Pointing dataset excerpts
○ ○ ○ ○

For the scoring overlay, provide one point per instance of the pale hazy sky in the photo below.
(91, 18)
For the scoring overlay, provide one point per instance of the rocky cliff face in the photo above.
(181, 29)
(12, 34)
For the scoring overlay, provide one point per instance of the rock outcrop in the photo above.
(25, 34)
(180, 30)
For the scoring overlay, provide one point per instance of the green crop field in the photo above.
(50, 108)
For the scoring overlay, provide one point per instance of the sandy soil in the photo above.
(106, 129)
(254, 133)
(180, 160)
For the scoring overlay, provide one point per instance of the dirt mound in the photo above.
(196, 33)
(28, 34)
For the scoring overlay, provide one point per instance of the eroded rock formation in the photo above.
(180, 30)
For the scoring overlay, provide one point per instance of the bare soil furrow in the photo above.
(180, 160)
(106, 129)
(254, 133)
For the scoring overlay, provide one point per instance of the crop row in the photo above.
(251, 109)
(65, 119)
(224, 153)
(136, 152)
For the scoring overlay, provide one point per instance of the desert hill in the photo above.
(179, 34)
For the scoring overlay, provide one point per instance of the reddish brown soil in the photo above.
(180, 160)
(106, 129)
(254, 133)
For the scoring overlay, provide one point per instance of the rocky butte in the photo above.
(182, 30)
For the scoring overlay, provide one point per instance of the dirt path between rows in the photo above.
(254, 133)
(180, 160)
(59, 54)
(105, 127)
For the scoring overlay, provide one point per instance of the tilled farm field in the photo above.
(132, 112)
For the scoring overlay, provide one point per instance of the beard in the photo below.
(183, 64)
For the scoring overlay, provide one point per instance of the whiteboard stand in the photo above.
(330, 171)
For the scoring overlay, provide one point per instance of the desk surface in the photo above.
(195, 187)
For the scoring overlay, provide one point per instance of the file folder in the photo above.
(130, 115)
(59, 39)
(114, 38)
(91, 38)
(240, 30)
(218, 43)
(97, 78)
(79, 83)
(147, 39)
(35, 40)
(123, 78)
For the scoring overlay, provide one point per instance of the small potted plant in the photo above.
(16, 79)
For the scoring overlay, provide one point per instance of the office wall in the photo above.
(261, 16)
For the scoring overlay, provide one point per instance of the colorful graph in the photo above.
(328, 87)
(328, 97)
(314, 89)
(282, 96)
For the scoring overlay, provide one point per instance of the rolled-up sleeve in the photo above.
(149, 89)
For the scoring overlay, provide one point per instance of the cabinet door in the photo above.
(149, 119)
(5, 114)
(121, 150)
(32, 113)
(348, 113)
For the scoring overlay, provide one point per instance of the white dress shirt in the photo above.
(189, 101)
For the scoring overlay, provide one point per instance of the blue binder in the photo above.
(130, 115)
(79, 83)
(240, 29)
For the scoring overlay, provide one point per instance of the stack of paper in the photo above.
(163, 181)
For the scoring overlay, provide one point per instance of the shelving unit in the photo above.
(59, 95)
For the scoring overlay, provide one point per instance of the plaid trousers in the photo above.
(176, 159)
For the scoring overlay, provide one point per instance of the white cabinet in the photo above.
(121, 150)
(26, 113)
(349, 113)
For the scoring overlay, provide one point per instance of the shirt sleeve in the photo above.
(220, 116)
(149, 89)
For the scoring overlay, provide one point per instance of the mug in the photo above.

○ ○ ○ ○

GOAL: Quote the items word for word, starting with the line that contains "shirt sleeve in the photo above." and continuing through the last line of the items. Include both the first and the last line.

REPLY:
For the scoring overlay, provide one point per instance of the shirt sleeve in the photo above.
(220, 116)
(149, 89)
For the scoring overlay, provide one point per instance of the mug in the photo above.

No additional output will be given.